● **Exercise data**

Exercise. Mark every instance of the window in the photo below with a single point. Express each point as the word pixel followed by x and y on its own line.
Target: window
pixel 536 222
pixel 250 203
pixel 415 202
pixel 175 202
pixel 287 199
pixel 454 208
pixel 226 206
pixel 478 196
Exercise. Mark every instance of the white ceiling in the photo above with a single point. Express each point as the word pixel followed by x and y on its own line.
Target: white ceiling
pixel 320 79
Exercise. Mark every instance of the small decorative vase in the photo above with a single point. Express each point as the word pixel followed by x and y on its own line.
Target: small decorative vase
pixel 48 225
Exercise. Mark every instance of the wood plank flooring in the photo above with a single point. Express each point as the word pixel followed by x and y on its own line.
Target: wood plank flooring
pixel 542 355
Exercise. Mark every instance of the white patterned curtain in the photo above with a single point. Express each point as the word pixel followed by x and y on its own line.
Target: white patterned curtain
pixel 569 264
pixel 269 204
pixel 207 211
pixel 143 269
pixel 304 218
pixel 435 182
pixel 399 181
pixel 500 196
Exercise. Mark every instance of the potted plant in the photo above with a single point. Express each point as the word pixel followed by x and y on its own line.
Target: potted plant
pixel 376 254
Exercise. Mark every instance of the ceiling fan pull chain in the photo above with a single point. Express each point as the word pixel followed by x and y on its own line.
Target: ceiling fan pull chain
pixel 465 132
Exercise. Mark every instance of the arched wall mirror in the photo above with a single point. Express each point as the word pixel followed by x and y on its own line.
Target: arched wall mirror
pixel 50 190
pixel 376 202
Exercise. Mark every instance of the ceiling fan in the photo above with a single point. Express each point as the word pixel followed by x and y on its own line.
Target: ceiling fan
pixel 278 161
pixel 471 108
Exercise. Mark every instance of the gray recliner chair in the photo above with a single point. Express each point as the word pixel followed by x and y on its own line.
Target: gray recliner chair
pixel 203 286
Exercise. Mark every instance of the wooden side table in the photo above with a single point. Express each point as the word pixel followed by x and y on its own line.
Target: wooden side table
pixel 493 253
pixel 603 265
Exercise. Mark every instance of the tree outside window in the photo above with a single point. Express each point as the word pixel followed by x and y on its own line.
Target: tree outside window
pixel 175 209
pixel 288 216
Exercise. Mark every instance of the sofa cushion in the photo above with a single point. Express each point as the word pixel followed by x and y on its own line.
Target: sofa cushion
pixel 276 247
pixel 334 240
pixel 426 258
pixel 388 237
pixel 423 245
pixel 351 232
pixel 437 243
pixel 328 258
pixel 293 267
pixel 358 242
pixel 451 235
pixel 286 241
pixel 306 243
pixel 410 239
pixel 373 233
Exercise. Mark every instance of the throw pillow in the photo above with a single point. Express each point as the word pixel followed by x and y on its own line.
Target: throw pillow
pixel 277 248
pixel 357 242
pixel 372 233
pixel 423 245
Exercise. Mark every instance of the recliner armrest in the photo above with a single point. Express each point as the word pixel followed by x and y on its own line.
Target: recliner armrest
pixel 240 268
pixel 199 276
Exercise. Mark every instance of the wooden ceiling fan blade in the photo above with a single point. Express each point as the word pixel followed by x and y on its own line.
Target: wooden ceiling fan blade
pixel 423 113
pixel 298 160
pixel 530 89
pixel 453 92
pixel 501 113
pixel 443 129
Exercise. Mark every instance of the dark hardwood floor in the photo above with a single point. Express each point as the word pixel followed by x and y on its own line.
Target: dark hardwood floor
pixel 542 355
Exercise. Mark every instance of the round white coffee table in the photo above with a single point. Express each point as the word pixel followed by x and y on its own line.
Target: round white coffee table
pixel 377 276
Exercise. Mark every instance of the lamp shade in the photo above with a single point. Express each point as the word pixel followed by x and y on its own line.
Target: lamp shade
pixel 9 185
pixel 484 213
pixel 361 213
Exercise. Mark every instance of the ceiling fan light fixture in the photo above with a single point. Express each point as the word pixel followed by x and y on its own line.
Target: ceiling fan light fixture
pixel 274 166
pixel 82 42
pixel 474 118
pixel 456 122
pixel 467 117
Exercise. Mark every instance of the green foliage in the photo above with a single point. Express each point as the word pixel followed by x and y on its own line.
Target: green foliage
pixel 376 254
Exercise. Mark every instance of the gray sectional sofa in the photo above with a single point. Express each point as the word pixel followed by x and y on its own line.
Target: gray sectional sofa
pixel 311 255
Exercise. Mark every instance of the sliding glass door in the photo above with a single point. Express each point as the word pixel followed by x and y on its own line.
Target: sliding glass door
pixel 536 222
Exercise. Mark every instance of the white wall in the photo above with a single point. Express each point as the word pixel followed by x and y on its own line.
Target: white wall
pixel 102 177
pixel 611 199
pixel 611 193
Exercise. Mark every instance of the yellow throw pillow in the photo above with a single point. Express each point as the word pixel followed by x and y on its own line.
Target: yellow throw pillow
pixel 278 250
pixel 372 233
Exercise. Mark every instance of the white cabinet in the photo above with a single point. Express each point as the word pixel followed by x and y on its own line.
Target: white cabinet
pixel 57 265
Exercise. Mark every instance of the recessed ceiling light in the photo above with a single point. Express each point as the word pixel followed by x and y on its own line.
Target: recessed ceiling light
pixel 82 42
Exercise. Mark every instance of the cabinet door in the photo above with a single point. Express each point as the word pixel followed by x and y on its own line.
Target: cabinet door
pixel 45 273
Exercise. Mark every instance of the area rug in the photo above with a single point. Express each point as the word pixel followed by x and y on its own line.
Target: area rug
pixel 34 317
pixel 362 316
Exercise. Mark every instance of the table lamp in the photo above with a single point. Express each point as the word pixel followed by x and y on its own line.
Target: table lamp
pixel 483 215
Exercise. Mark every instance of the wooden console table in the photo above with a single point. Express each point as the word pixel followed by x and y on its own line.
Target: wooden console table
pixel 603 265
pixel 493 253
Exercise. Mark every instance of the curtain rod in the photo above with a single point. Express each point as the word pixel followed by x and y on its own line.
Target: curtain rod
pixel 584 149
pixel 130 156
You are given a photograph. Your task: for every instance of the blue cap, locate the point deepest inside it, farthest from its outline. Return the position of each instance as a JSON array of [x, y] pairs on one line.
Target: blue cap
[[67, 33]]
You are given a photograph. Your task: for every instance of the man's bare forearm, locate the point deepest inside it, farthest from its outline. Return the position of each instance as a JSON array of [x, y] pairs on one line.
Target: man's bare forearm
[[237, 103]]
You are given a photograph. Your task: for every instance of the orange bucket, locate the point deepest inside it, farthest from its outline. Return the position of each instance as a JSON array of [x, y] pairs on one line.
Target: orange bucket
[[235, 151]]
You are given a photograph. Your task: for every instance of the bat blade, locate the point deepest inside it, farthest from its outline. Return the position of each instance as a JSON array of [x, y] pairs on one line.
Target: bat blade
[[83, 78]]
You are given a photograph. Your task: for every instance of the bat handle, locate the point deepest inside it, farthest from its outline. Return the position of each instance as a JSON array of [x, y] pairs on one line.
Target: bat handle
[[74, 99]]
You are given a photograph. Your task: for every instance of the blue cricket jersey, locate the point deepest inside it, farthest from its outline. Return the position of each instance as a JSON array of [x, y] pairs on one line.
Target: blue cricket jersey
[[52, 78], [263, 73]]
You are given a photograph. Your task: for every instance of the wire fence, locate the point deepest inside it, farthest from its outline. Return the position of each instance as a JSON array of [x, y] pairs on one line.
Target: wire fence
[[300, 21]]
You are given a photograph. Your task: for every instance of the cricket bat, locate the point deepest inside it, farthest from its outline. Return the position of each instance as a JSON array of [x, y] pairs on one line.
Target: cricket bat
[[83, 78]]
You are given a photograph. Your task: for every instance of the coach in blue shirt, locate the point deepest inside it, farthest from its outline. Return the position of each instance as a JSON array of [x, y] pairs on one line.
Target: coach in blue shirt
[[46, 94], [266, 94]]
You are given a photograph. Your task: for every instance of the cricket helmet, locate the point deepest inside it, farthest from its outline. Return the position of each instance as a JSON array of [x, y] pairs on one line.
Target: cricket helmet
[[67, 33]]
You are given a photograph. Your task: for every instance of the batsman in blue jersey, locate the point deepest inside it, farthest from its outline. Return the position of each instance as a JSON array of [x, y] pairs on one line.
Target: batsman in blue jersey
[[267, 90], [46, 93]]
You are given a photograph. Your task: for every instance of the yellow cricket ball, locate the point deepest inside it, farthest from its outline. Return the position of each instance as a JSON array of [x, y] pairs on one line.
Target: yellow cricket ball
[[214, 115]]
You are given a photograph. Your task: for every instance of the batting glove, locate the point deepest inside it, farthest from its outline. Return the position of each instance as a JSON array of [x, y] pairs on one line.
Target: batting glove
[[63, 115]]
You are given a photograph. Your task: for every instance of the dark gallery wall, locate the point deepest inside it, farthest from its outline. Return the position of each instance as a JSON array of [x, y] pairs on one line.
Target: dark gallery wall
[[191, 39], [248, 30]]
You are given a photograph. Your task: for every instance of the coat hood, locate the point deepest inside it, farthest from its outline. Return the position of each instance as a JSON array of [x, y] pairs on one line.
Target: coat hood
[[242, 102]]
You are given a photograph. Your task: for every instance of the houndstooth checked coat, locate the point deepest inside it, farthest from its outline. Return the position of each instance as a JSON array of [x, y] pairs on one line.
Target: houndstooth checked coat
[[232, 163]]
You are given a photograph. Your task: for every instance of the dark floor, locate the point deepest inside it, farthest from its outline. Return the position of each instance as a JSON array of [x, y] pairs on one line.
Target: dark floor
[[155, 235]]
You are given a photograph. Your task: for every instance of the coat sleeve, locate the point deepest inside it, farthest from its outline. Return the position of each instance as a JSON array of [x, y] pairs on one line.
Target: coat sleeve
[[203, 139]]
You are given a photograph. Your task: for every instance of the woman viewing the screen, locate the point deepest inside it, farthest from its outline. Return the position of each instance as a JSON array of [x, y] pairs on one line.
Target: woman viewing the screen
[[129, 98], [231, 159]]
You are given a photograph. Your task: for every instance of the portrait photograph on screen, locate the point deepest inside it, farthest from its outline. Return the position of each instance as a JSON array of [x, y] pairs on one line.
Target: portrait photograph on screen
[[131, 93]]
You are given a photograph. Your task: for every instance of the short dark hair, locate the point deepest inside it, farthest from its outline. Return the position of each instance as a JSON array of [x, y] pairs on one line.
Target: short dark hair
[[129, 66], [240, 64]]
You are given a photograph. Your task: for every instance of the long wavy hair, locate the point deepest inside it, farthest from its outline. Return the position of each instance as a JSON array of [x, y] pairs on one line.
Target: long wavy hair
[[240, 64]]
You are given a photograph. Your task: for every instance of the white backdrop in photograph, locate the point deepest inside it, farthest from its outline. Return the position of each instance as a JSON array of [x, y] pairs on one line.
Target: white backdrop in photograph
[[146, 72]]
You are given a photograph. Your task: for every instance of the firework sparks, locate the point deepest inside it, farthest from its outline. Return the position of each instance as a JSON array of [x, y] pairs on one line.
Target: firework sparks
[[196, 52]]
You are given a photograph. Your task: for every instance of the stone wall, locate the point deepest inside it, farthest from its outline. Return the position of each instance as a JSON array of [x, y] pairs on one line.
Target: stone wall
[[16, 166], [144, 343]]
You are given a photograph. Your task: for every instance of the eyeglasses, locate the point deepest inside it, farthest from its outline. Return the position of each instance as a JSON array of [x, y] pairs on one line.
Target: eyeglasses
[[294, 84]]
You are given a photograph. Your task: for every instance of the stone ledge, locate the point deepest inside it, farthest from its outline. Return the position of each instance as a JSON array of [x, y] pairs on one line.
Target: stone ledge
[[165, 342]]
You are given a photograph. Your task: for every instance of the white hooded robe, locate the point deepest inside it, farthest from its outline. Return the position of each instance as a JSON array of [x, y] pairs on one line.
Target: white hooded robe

● **Task prompt**
Your answer should be only the number of lines, in the entries above, that include "hooded".

● **Response for this exercise**
2